Stored data entries:
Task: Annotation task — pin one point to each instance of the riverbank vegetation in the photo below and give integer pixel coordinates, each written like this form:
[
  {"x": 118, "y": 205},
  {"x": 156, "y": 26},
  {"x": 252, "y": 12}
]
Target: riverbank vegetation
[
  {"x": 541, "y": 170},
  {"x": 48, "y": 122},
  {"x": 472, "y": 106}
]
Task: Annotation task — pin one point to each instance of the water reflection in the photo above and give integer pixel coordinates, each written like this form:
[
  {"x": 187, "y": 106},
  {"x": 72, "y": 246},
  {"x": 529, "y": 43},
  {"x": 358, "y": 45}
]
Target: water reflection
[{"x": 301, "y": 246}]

--

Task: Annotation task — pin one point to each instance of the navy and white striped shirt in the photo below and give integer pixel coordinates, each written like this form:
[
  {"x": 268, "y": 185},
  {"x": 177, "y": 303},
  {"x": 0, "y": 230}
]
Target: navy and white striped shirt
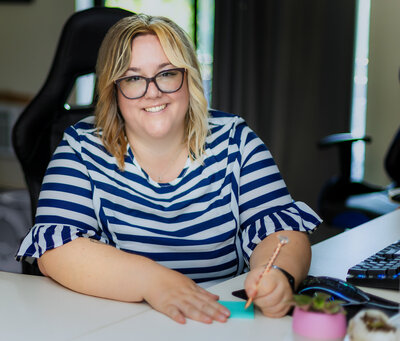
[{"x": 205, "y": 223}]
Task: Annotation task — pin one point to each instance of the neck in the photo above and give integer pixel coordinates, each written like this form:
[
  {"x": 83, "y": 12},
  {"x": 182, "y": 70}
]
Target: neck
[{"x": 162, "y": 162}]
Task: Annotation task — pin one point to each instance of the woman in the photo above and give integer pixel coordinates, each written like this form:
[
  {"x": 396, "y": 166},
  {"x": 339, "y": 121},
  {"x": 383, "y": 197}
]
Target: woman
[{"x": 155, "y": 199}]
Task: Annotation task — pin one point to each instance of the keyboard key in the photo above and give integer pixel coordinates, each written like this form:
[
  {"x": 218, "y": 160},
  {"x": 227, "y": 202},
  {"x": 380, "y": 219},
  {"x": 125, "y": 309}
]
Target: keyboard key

JOB - Reproduce the stretch of the data from the line containing "of the keyboard" through the line containing "Target: keyboard key", word for word.

SOLUTION BELOW -
Task: Annotation task — pin one point to each instance of the keyboard key in the photo above and give integer pixel coordinates, each written like this form:
[
  {"x": 218, "y": 160},
  {"x": 227, "y": 202},
  {"x": 380, "y": 219},
  {"x": 125, "y": 309}
]
Target: keyboard key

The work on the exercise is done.